Geben Sie alles von der Zeile mit „Target: man in blue jacket“ bis hinunter zur Zeile mit „(1264, 507)“, beide einschließlich, erneut wieder. Tauschen Sie dabei „hay bale“ gegen „straw bale“ aus und lassen Sie alles Übrige unverändert.
__________________________________________________
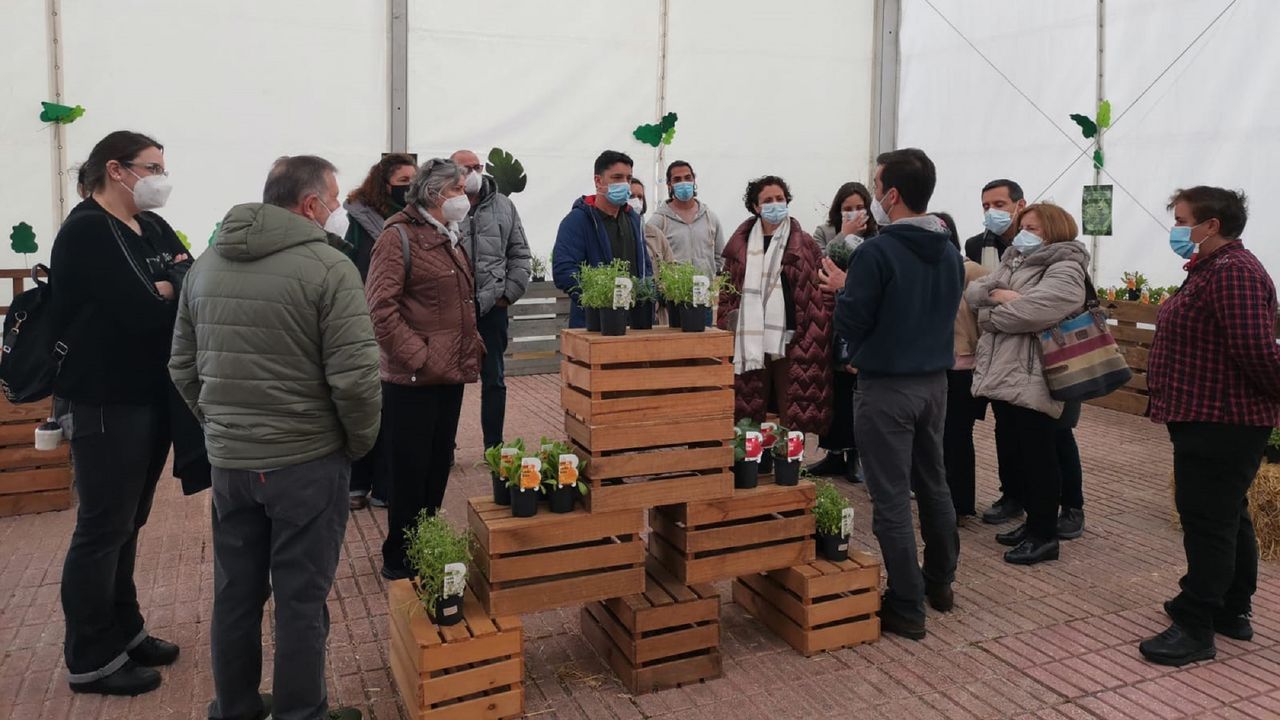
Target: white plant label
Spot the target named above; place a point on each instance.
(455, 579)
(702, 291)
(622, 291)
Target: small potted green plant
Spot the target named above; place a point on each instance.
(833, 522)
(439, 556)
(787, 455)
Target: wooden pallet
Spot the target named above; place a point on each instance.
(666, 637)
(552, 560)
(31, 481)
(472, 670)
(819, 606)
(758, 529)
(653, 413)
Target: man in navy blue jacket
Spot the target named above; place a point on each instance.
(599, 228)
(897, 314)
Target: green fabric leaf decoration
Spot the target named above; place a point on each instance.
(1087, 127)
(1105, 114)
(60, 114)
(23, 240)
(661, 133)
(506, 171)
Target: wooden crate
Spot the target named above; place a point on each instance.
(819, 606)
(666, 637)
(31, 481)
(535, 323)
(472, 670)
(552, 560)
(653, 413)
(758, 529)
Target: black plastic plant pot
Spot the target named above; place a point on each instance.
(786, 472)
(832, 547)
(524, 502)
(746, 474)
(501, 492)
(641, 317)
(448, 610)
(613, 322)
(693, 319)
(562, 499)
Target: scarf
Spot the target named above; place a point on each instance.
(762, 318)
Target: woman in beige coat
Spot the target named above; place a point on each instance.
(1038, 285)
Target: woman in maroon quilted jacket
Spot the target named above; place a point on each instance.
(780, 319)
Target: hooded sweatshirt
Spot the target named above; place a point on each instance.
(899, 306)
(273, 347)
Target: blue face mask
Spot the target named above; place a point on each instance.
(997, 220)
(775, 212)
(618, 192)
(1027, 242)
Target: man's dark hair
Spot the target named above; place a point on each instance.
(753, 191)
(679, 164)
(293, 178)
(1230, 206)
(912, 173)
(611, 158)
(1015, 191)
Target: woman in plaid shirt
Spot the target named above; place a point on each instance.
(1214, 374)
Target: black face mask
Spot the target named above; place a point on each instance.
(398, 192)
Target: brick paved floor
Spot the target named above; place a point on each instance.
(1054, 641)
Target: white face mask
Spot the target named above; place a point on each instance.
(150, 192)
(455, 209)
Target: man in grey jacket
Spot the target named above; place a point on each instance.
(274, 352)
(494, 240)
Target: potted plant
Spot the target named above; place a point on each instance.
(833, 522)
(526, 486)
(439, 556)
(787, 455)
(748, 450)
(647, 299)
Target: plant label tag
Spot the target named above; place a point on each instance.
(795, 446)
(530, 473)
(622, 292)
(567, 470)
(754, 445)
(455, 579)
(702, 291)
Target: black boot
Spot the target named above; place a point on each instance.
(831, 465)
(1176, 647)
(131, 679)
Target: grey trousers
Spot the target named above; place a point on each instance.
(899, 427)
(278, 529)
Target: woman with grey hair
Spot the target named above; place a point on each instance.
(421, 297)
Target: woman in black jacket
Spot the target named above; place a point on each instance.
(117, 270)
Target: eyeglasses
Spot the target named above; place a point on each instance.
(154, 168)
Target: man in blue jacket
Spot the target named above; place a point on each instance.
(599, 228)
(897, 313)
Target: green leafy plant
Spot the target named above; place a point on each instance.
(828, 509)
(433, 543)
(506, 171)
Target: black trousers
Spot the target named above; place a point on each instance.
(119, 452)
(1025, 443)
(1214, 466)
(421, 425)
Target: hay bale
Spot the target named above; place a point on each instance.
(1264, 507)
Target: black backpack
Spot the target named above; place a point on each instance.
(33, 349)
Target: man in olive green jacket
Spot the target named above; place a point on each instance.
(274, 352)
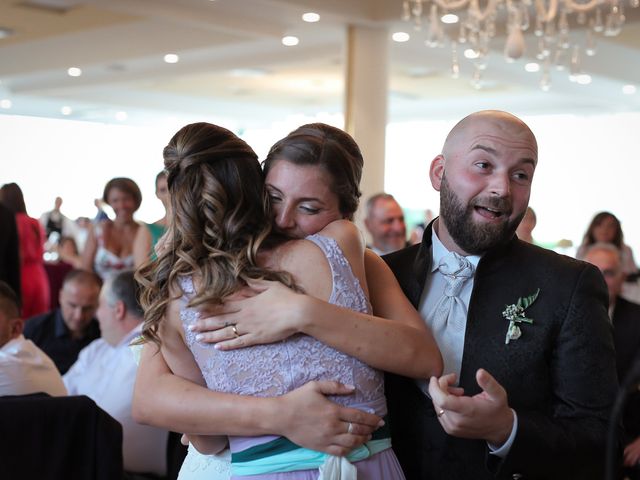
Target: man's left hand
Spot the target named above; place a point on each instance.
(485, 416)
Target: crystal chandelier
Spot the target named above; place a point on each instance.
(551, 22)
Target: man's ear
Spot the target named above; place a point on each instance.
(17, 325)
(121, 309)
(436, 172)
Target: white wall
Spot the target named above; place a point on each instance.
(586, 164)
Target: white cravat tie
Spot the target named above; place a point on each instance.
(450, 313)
__________________________________________________
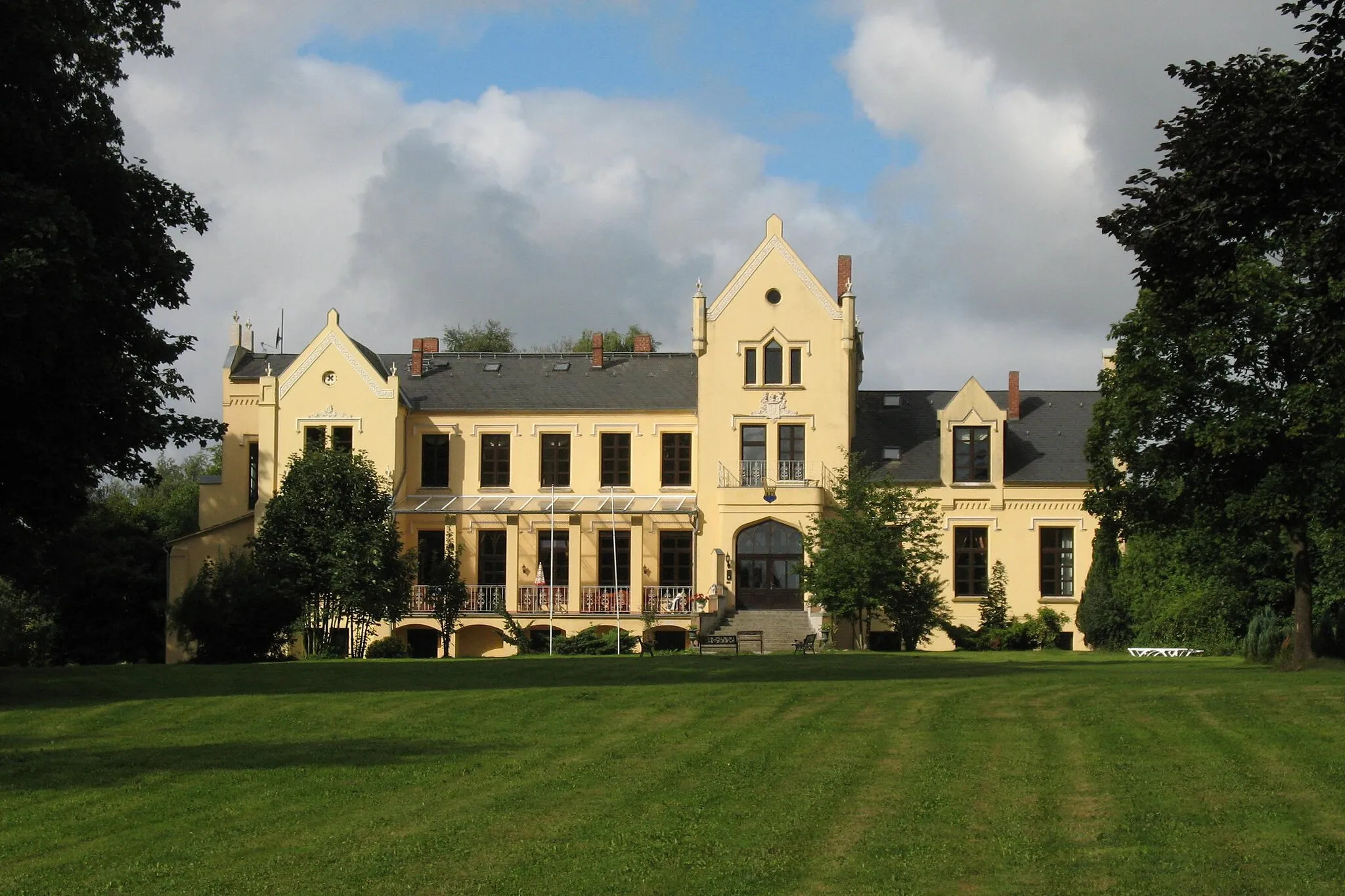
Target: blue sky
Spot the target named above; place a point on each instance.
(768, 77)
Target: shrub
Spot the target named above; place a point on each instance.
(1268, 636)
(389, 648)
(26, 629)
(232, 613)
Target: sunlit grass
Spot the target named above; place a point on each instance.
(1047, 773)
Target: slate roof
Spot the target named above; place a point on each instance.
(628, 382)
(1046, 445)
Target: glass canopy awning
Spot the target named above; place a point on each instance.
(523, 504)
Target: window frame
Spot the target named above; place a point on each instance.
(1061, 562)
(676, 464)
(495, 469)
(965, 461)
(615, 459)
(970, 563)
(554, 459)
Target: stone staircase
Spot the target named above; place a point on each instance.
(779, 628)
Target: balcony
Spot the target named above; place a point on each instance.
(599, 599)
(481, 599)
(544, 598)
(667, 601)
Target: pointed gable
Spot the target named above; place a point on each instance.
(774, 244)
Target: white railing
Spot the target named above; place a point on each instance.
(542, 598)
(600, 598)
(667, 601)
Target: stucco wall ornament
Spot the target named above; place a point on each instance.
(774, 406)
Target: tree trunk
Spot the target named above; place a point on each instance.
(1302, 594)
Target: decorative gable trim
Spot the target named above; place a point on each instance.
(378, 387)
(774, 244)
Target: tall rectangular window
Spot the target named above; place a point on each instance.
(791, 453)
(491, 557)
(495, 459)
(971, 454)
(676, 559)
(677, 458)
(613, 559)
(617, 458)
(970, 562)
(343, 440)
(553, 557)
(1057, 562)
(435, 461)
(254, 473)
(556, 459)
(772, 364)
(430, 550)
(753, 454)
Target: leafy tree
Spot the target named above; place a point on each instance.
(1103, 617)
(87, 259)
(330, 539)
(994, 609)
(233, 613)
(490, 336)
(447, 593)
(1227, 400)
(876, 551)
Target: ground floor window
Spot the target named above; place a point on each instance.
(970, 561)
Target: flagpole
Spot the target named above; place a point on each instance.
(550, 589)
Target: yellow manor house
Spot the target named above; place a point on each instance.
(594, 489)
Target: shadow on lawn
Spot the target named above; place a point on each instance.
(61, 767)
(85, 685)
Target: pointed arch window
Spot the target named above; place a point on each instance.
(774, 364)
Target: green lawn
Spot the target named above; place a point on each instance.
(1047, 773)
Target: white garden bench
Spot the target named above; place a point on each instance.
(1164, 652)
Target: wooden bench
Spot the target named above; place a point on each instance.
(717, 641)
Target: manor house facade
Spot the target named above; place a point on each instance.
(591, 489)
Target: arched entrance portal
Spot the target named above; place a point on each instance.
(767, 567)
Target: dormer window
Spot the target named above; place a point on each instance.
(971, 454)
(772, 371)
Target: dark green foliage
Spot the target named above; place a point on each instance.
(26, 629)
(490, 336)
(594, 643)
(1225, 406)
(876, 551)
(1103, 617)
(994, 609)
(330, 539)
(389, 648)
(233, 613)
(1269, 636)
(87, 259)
__________________________________________________
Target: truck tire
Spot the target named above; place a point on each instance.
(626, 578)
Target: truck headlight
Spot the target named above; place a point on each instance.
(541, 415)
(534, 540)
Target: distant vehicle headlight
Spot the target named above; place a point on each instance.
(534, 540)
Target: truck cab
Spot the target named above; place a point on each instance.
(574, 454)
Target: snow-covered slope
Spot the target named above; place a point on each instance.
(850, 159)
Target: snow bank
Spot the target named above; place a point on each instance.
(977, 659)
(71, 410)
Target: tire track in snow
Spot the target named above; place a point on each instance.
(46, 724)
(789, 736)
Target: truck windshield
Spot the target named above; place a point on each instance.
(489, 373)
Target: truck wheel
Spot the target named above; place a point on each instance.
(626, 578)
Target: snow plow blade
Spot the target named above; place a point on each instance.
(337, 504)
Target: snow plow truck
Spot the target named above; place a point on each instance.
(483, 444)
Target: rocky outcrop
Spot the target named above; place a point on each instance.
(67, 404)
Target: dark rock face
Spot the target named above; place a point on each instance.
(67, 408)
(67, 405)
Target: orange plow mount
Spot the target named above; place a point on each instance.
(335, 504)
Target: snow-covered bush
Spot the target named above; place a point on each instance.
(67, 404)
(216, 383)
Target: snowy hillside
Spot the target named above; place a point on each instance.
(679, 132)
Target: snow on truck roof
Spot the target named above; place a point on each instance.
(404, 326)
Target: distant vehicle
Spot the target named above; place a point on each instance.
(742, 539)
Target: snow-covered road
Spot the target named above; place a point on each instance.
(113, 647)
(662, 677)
__________________________________________________
# [LÖSUNG]
Target: man in blue jacket
Spot the target named above; place a point on each instance.
(599, 228)
(897, 313)
Target: green leafy plant
Spot the target named above; place a point on each instance.
(828, 509)
(433, 543)
(506, 171)
Target: black trousers
Spot the target named above; place a point on each instance.
(119, 452)
(1025, 443)
(1214, 466)
(421, 425)
Target: straw bale
Spot the target named above; place a point on each instance.
(1264, 507)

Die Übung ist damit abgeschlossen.